What needs to be done. Translate the following sentence from the article on domestic violence survivors into Spanish: "With ART, therapists are able to guide their clients to replace troubling memories with peaceful images."
··· Source document ···
Each year, more than 10 million women and men are the victims of domestic abuse in the United States. This is why it is our mission to make sure domestic violence awareness is a top priority. An average of 20 acts of domestic abuse occur every minute in this country. October is National Domestic Violence Awareness Month, a time to look at the causes of this epidemic– and how to heal from domestic violence.
When therapist Kristy Pauls first meets with survivors of domestic assault, they are often feeling incredibly overwhelmed. Most have just left a partner after enduring years of abuse. They are often searching for a new place to live, a job and childcare. But, most pressingly, they are dealing with trauma.
“In many cases, they are coping not only with the trauma from their abusive partner, but historical trauma from being abused as a child, a previous rape, sexual assault or physical assault,” said Pauls.
Pauls uses Accelerated Resolution Therapy, or ART, with domestic violence survivors to help them process specific troubling memories. ART is a highly effective treatment for trauma that studies have shown reduce or completely eliminate the physical and emotional symptoms of PTSD and trauma in an average of four sessions. With ART, therapists are able to guide their clients to replace troubling memories with peaceful images.
“Clients keep the knowledge, but lose the pain,” says Pauls, who has worked extensively with domestic violence survivors. “If you can lose those negative emotions and sensations, you can reframe your experiences. You’re always going to know who the abuser was and what their role was in your life. But you can let go of the pain attached to those memories.”
Pauls says her clients think of creative ways to reframe their relationship with the person who abused them. One woman, she says, imagined shrinking her abusive ex and then sealing him into a snowglobe. Pauls herself underwent ART to deal with a hostile work environment with a former job. “I can tell you everything with this boss, but I don’t feel any negative feelings or sensations about that person anymore,” she says. “I went through ART in 2016; those feelings left and never returned.”
After Pauls leads a domestic violence survivor through ART, they are able to move past their trauma. “I have seen women become so much more confident after they go through ART therapy,” Pauls says.
··· Entries shown ···
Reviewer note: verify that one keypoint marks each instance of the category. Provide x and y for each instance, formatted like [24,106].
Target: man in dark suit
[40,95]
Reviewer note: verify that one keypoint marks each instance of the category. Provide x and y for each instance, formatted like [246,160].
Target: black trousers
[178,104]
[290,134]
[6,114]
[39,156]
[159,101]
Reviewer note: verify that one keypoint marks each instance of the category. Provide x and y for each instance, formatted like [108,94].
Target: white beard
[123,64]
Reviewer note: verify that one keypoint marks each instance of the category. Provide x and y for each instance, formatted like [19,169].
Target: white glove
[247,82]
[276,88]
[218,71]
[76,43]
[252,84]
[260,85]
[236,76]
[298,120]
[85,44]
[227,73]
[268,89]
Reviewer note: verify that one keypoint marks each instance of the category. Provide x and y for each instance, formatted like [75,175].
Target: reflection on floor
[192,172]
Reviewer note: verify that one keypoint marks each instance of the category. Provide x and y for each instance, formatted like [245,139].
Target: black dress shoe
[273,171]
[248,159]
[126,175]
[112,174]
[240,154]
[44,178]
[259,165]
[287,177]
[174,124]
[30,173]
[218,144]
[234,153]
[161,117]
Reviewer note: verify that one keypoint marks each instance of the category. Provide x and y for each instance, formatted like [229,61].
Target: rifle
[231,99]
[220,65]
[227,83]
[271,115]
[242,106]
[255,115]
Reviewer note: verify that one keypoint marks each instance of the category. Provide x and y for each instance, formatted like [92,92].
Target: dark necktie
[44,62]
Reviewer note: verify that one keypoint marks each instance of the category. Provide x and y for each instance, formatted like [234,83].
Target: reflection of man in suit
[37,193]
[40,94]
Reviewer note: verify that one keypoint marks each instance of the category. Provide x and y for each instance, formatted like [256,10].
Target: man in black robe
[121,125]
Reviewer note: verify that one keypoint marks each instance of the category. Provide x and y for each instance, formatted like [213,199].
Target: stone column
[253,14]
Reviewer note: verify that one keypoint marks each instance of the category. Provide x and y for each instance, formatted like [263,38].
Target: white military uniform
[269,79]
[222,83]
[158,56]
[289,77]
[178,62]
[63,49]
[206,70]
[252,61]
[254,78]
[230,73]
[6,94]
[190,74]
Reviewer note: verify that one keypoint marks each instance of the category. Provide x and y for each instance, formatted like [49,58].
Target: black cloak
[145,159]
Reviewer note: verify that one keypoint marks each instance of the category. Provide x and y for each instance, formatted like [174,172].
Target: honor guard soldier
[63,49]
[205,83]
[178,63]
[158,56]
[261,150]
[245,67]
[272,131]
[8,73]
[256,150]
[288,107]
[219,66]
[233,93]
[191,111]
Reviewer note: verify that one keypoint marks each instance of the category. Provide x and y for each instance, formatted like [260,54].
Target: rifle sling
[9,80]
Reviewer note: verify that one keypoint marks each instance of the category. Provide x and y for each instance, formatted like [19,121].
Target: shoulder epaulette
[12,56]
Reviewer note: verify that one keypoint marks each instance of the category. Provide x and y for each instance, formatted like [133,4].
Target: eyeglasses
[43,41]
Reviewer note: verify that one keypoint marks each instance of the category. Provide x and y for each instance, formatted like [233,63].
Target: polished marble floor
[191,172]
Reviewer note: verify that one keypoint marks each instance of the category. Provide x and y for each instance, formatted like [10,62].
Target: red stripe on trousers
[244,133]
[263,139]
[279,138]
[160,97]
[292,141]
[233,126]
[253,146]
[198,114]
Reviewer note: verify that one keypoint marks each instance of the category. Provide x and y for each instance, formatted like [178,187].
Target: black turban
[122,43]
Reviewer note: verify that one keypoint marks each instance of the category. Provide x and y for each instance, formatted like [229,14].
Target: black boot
···
Completed exercise. Con la ART, los terapeutas pueden guiar a sus clientes para que reemplacen los recuerdos perturbadores por imágenes apacibles.